§ PROBLEM TO SOLVE:
In the records that follow, the lines from the one containing "Query: white-framed window" to the one containing "door frame shown", inclusive, are to be given again exactly.

Source data
☆ ☆ ☆ ☆ ☆ ☆ ☆

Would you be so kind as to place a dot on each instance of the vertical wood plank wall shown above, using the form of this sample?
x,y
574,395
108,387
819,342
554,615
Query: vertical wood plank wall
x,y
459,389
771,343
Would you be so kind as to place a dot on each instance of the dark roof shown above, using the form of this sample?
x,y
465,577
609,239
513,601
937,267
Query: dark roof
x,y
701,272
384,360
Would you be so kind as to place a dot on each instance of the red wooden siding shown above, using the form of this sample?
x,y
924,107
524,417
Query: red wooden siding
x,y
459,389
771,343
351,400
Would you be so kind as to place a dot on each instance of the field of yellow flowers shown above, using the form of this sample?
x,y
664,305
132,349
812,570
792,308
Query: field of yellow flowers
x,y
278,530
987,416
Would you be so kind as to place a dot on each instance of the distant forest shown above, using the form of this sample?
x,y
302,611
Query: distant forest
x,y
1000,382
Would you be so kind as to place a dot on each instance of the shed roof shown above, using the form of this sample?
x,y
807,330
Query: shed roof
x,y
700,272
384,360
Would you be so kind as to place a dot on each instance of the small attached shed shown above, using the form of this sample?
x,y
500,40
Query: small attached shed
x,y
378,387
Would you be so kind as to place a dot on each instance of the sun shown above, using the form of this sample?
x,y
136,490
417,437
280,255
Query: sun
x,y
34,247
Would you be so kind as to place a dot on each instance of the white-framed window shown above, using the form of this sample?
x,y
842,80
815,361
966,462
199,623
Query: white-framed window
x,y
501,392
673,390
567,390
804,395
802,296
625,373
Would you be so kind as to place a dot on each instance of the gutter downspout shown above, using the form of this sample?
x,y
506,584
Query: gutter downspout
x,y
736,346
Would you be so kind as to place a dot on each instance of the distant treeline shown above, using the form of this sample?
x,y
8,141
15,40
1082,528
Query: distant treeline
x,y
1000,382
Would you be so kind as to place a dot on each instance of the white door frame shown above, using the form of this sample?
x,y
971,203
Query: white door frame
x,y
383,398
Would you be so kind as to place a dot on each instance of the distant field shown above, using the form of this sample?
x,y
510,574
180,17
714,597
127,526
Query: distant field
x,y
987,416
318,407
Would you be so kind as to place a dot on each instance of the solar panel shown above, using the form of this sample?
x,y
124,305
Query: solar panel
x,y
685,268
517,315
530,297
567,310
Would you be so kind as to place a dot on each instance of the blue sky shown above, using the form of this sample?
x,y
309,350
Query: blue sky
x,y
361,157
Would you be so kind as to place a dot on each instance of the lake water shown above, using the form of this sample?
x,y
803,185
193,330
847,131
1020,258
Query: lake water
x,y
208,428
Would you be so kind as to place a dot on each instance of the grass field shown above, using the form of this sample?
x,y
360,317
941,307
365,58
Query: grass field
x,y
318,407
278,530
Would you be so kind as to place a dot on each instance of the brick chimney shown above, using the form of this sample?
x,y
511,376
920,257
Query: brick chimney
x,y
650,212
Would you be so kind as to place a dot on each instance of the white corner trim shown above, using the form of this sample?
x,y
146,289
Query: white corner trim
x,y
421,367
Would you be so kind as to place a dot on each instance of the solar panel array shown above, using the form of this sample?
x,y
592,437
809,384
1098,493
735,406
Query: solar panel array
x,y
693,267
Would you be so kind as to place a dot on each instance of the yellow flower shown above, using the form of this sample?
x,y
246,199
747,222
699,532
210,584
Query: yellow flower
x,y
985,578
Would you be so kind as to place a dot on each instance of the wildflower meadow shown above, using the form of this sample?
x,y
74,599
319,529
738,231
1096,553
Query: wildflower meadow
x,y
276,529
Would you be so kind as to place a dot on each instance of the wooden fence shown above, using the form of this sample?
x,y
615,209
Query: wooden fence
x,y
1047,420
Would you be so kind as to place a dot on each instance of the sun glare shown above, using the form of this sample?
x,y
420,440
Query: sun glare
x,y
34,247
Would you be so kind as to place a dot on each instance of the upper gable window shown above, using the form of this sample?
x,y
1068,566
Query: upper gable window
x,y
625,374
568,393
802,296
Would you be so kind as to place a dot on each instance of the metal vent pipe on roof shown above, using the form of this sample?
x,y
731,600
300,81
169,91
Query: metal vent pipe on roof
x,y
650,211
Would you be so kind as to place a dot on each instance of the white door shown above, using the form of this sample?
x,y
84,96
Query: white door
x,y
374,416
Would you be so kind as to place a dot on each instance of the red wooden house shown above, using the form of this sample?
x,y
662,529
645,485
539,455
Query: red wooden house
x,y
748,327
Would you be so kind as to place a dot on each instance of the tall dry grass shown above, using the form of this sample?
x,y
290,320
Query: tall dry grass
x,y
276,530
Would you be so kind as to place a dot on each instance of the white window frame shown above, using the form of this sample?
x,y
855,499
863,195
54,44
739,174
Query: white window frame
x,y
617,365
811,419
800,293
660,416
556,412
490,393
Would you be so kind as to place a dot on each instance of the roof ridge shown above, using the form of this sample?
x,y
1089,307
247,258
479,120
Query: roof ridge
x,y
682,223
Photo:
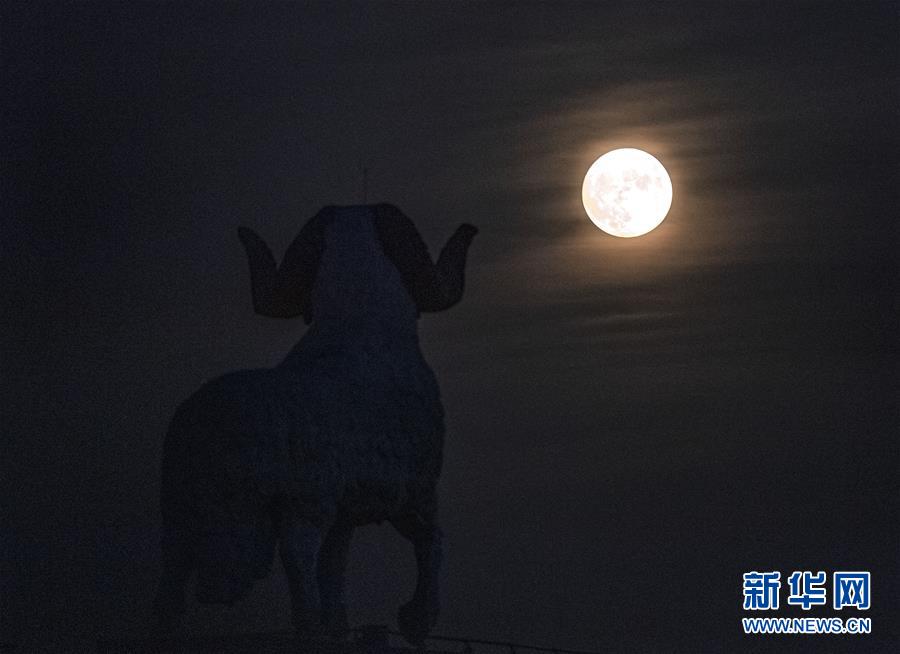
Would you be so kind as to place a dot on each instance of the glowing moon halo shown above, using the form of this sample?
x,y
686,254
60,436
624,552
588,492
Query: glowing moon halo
x,y
627,192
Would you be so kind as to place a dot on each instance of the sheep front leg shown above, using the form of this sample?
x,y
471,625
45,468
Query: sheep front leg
x,y
332,565
299,544
417,617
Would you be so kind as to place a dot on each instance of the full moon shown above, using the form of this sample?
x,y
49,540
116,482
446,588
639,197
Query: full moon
x,y
627,192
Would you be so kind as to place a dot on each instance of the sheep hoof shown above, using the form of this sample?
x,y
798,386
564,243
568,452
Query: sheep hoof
x,y
416,621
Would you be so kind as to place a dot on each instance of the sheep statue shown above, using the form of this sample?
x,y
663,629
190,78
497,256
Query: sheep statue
x,y
347,430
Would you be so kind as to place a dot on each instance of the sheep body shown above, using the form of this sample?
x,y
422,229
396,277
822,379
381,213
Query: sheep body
x,y
347,430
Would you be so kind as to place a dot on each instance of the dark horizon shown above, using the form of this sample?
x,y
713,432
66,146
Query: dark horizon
x,y
632,423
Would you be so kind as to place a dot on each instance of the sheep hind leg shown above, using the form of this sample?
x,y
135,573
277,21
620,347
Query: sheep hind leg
x,y
177,564
299,545
417,617
331,567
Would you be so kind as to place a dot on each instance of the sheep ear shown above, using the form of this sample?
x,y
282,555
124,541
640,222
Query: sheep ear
x,y
434,287
263,270
284,291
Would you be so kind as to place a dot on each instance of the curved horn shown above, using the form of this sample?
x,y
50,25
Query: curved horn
x,y
434,287
284,292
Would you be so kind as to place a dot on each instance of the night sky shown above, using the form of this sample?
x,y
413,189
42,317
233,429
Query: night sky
x,y
632,423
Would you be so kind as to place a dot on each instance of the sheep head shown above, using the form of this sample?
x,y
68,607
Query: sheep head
x,y
287,291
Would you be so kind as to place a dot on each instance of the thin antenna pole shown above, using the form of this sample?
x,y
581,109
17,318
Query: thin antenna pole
x,y
365,173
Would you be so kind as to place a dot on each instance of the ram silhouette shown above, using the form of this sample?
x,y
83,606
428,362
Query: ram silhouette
x,y
347,430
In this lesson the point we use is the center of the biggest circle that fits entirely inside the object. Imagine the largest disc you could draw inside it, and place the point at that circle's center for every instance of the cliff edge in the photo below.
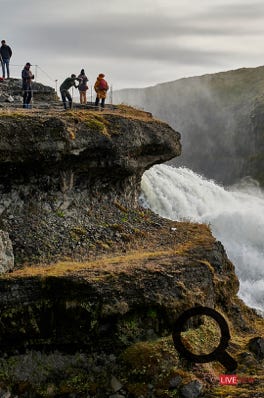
(89, 309)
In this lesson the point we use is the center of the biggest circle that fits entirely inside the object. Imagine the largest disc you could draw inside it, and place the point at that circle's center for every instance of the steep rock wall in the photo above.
(60, 170)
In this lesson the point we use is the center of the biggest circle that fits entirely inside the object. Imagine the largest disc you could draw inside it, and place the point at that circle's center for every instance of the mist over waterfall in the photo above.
(235, 216)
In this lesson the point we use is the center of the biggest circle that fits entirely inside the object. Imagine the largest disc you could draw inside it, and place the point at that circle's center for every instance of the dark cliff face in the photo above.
(219, 113)
(58, 171)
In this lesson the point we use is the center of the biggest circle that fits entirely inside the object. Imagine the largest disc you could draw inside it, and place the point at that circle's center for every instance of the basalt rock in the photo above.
(60, 170)
(6, 253)
(11, 92)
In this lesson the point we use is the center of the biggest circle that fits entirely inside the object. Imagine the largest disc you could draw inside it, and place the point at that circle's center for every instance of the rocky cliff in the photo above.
(221, 113)
(60, 170)
(98, 282)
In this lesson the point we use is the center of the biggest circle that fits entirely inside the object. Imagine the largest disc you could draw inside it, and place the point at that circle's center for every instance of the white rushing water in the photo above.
(235, 215)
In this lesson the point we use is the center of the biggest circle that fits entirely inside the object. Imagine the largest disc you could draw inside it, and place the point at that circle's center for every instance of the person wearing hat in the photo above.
(64, 90)
(6, 54)
(101, 87)
(27, 77)
(83, 86)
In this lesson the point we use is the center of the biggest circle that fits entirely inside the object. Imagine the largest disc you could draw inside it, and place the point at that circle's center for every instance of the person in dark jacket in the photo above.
(83, 87)
(6, 54)
(27, 78)
(101, 87)
(64, 90)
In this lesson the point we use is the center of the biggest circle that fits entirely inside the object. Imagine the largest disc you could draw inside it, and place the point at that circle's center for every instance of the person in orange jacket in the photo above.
(101, 87)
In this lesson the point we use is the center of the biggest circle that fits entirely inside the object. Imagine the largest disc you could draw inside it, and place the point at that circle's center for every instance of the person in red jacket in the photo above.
(101, 87)
(27, 77)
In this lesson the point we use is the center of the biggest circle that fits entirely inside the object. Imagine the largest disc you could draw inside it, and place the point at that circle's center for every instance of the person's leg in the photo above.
(29, 96)
(7, 67)
(63, 97)
(3, 68)
(82, 97)
(68, 95)
(25, 99)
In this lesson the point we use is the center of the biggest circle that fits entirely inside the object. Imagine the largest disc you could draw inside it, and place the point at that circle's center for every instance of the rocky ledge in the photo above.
(64, 174)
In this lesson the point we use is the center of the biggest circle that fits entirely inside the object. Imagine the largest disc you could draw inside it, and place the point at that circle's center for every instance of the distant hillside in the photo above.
(220, 117)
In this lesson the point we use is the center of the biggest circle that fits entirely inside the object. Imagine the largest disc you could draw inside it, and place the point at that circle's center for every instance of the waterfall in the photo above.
(235, 216)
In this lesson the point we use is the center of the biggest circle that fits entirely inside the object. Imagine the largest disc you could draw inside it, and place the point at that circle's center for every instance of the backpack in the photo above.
(103, 85)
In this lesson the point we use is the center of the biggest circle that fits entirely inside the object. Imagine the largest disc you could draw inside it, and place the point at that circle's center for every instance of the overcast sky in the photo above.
(136, 43)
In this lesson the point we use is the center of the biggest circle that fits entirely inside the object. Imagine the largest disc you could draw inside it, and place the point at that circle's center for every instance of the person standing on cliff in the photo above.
(83, 87)
(101, 87)
(6, 54)
(27, 78)
(64, 90)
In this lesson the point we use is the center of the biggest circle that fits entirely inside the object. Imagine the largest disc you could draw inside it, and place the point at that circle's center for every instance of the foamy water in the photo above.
(235, 215)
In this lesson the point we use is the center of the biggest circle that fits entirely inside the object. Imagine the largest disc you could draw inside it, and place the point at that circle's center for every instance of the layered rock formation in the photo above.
(6, 253)
(99, 282)
(11, 93)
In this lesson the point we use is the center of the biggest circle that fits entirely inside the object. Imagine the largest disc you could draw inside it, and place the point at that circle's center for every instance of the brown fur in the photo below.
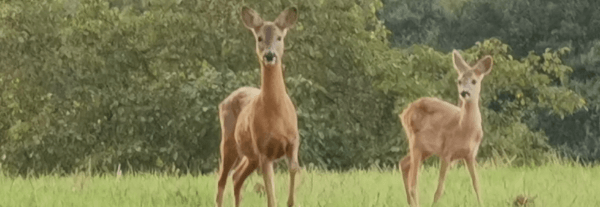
(260, 126)
(436, 127)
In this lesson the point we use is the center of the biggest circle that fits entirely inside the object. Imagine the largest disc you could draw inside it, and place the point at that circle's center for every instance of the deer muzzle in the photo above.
(270, 58)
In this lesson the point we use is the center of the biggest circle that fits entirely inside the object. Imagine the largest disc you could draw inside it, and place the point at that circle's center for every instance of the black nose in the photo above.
(464, 93)
(269, 56)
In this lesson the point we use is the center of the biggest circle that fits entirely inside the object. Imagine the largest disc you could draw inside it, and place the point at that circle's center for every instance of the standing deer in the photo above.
(259, 126)
(436, 127)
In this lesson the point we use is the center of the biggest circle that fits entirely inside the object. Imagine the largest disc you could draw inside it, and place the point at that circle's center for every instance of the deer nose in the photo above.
(269, 56)
(464, 94)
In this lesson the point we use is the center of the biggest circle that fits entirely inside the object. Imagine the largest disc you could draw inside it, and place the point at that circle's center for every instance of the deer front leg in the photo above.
(443, 169)
(267, 168)
(471, 162)
(294, 167)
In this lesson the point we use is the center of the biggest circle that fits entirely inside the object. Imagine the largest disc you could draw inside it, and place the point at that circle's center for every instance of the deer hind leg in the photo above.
(445, 164)
(413, 173)
(471, 162)
(244, 169)
(229, 154)
(405, 167)
(228, 158)
(294, 167)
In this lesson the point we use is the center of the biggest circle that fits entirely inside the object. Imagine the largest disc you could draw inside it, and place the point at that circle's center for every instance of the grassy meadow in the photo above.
(550, 185)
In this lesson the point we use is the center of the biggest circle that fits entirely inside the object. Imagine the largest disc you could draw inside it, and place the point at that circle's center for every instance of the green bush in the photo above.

☆ ☆ ☆ ☆ ☆ ☆ ☆

§ WRITTEN RESPONSE:
Query: white-framed window
x,y
501,392
673,390
567,390
804,395
802,296
625,373
Would you be so kind as to place a dot on each instance of the gutter downspout shown above, using the form of this sample?
x,y
506,584
Query: gutter downspout
x,y
736,346
Would you be so kind as to place a dot on each instance of the distant treeline shown above, using the form of this sample?
x,y
8,141
15,40
1082,528
Query: distant treeline
x,y
1000,382
Would you be so kind as to place a dot on each instance of the white door frame shown above, using the form of this sample?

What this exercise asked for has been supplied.